Exercise set:
**A)** In the flossing Q&A, what is the community of bacteria on a tooth's surface called?
**B)** From the flossing Q&A, extract the passage between "Using food debris" and "fosters tooth decay.", inclusive.
**C)** Please extend the flossing Q&A past its last sentence.

Excerpted text:
----

When should I floss?
Q. My daughter came home from school today with a quiz over dental health. The only question she missed was on flossing. Should you floss before or after you brush?
A. Flossing does between your teeth what brushing does on the easier-to-reach surfaces.
Using food debris as fuel, bacteria form microscopic colonies on the surface of the tooth. This community of bacteria is called a biofilm and is the precursor to plaque. Biofilms organize in a way that forms an acidic micro-environment on the surface of the tooth that fosters tooth decay.
Brushing and flossing disrupts this biofilm and removes the food debris and bacteria, thereby forcing the bacteria to start rebuilding their colonies from scratch again. Flossing accomplishes this where your toothbrush bristles can’t reach.

----

Provided data:

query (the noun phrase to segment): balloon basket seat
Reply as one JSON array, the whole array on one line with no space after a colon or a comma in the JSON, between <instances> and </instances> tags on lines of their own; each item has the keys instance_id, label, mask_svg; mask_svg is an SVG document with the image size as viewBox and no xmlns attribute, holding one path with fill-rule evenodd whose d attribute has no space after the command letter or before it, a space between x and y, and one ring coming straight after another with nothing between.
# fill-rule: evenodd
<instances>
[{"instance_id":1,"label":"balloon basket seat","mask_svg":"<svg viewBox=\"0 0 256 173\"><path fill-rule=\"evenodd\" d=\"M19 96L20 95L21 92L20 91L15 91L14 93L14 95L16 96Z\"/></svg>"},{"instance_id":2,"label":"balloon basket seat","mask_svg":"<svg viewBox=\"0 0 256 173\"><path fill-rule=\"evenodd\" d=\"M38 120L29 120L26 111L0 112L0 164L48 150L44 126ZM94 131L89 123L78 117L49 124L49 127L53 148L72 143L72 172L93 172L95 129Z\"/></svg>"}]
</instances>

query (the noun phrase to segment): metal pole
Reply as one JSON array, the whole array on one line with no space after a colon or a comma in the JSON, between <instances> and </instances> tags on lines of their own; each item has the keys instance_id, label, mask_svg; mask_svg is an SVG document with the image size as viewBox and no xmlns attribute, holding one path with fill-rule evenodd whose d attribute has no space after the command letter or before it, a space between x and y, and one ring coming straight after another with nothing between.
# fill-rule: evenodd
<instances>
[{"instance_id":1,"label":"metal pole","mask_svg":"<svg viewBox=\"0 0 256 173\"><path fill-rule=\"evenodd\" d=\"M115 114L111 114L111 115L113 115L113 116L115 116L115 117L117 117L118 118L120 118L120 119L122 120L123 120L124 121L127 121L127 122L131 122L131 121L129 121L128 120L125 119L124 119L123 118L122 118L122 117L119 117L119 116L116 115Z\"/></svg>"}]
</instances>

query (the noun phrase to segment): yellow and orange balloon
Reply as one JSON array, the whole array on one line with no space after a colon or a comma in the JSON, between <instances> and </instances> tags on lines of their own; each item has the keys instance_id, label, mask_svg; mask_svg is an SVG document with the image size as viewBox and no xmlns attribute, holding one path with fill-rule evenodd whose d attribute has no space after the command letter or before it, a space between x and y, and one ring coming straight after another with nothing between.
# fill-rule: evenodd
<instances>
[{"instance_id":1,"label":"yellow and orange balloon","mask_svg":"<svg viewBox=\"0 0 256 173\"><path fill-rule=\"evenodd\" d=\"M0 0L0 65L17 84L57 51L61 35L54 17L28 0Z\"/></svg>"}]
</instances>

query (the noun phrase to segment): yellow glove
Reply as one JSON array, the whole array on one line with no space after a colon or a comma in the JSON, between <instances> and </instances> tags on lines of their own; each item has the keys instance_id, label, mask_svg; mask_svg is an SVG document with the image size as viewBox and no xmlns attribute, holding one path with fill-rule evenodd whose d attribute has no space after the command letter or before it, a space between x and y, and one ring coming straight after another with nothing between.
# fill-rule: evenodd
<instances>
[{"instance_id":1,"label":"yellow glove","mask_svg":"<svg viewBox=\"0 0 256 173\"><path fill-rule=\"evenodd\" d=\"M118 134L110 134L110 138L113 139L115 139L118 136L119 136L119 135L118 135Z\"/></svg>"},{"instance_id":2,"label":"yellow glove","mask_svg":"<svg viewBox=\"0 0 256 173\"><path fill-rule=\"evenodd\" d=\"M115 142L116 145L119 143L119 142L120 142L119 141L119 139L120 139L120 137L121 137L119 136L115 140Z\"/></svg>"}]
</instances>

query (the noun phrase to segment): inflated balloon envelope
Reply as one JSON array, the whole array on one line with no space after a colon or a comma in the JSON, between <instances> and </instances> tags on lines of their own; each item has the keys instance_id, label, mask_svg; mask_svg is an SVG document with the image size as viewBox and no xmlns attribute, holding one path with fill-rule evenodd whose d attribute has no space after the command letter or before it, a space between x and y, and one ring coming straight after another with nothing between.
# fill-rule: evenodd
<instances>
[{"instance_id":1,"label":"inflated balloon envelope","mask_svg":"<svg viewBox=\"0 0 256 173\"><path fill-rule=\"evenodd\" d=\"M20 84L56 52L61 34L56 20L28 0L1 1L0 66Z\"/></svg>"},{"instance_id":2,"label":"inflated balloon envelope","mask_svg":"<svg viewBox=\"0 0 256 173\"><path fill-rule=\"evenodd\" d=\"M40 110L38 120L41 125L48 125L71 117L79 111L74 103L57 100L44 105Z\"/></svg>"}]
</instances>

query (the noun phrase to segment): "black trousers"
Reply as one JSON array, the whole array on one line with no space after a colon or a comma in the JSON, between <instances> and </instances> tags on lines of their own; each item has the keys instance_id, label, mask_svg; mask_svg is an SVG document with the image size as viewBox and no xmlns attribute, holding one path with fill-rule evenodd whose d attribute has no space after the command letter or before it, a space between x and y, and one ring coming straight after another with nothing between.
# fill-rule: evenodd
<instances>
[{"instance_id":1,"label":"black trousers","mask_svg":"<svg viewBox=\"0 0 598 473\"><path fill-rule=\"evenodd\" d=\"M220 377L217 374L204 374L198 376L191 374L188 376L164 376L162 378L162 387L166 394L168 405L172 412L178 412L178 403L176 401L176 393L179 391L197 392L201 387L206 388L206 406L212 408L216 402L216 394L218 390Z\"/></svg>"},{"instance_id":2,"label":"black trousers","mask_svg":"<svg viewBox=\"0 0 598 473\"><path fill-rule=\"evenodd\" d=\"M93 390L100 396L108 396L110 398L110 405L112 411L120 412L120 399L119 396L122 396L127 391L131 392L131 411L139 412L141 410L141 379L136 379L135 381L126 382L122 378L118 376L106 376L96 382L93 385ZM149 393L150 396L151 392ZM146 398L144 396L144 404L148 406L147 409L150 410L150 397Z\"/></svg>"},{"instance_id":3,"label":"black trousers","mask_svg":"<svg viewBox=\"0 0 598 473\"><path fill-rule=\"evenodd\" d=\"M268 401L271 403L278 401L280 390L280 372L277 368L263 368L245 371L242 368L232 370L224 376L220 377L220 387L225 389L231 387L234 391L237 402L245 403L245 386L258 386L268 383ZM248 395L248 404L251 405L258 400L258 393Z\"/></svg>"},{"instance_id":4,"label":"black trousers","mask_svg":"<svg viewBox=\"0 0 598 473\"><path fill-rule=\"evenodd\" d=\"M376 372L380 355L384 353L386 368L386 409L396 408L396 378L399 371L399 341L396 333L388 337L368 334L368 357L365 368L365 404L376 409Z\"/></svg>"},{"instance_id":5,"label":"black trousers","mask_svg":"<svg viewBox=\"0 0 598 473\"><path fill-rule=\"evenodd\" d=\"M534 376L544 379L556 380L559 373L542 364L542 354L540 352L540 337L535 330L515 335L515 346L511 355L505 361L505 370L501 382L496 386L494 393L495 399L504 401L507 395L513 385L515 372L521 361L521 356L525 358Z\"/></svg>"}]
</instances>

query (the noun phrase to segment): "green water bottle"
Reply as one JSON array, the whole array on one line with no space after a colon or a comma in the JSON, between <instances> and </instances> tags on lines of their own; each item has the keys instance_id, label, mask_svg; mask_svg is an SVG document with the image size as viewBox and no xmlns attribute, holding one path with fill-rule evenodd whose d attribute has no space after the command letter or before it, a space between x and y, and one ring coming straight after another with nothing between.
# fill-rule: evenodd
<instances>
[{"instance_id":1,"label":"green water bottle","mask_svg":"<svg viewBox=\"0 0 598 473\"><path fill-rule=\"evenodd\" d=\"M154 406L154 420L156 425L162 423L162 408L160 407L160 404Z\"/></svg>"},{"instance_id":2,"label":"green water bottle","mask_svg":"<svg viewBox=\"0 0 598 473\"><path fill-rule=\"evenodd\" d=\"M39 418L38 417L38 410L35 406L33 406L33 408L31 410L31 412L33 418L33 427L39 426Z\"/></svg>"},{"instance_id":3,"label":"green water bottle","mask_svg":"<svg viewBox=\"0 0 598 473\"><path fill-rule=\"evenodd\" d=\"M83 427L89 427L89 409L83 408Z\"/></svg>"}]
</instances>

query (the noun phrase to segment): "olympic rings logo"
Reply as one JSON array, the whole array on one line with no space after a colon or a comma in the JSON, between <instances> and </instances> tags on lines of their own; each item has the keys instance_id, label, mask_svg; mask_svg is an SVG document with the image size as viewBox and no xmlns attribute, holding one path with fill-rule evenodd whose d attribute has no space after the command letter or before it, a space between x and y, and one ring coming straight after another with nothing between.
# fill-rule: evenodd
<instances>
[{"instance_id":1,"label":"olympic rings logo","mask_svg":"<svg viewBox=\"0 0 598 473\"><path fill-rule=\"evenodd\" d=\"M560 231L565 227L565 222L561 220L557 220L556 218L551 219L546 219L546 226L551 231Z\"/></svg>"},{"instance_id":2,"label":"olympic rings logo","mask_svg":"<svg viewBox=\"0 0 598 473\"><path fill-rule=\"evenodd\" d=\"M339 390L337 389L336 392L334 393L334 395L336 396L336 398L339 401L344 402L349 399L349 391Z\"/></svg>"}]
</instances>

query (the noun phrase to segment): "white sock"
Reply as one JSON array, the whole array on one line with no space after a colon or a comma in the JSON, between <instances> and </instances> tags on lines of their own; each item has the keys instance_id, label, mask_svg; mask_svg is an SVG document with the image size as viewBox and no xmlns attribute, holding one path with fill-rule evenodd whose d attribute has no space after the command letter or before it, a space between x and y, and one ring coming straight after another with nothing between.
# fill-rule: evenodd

----

Task-by-task results:
**A)** A biofilm.

**B)**
Using food debris as fuel, bacteria form microscopic colonies on the surface of the tooth. This community of bacteria is called a biofilm and is the precursor to plaque. Biofilms organize in a way that forms an acidic micro-environment on the surface of the tooth that fosters tooth decay.

**C)**
As a general guideline, consistency with daily flossing is the key. As long as the biofilm is disrupted consistently, the bacteria cannot organize fast enough to produce decay. How often and how well you are flossing is the man concern, not where it falls in your oral hygiene routine.
According to the American Dental Association (ADA):
Either way [brushing or flossing first] is acceptable as long as you do a thorough job. However, if you use dental floss before you brush, the fluoride from the toothpaste has a better chance of reaching between teeth.
Bottom line: It doesn’t matter whether you floss before or after you brush as long as you’re flossing on a regular basis.